ACTIVITY: What are the lines, copied exactly, from the one containing "Locate the grassy" through the last line of the records below, both included?

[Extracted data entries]
---*---

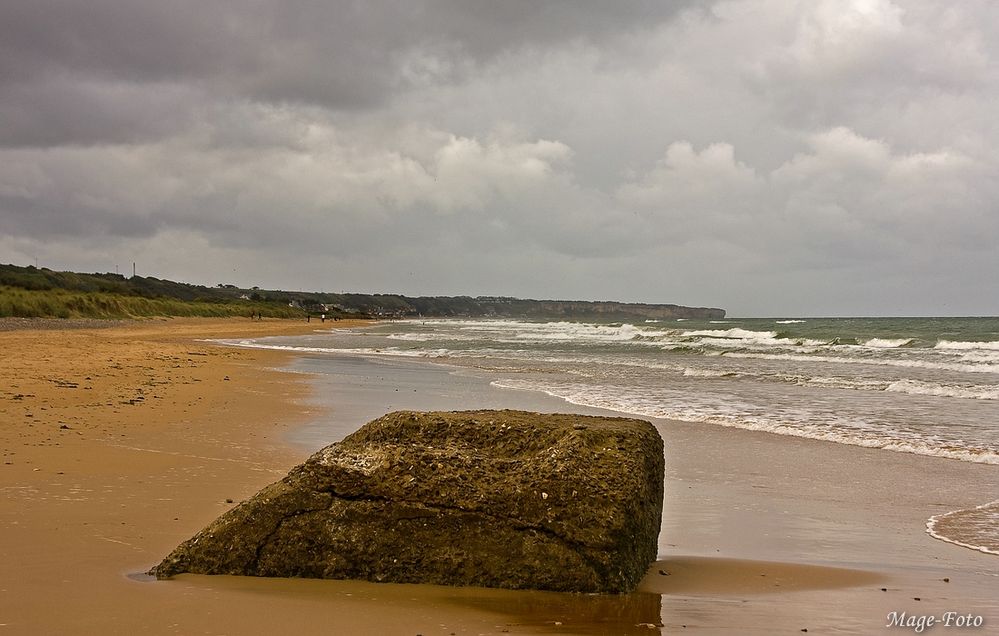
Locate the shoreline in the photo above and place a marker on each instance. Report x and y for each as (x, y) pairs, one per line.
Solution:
(139, 434)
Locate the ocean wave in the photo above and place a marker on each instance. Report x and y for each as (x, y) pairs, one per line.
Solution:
(691, 372)
(988, 345)
(366, 351)
(888, 343)
(734, 414)
(975, 528)
(915, 387)
(906, 363)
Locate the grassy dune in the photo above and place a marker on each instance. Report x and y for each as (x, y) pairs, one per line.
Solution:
(59, 303)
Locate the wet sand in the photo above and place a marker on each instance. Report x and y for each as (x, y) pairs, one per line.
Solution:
(119, 443)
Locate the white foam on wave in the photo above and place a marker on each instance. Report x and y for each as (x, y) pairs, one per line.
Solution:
(691, 408)
(585, 333)
(745, 338)
(907, 363)
(976, 528)
(990, 345)
(887, 343)
(691, 372)
(734, 333)
(904, 385)
(916, 387)
(366, 351)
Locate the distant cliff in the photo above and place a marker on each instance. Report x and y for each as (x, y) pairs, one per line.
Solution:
(31, 291)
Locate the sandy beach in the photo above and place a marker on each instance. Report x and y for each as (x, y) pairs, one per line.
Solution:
(118, 443)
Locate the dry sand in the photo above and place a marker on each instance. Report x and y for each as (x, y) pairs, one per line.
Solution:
(119, 443)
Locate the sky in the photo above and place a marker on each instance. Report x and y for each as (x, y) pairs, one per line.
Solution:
(772, 157)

---*---

RESPONSE AREA:
Locate the grassy dune in the photo above and place a marker on each instance. Report x and y for each as (x, y) pairs, one per line.
Solution:
(59, 303)
Locate the wet sand in the photo above and place a marker on each instance. Report x and y for each as (x, y) pairs, one per line.
Solution:
(119, 443)
Locate the white foam on wave in the photo above and place a marker on each instance. Report x and y for each as (x, y) pairs, one per line.
Solution:
(691, 408)
(585, 333)
(745, 338)
(907, 363)
(976, 528)
(990, 345)
(887, 343)
(691, 372)
(734, 333)
(904, 385)
(916, 387)
(366, 351)
Locate the distant cliff in the photo above and place a marker on each instance. Report x and y for each as (x, y) pairs, one per line.
Solution:
(31, 291)
Locate the sandy beach in the photo above and place a marker on each instance. Report x and y for each as (x, y) pairs, one per line.
Solution:
(118, 443)
Locate the dry sand in the photo above and place a marker on each instance. Report x and y for each as (x, y) pairs, one per line.
Solution:
(119, 443)
Locate the sky in the photo above and place a marker on each instance. Report x and y for each as (x, y) pairs, one per line.
Solution:
(772, 157)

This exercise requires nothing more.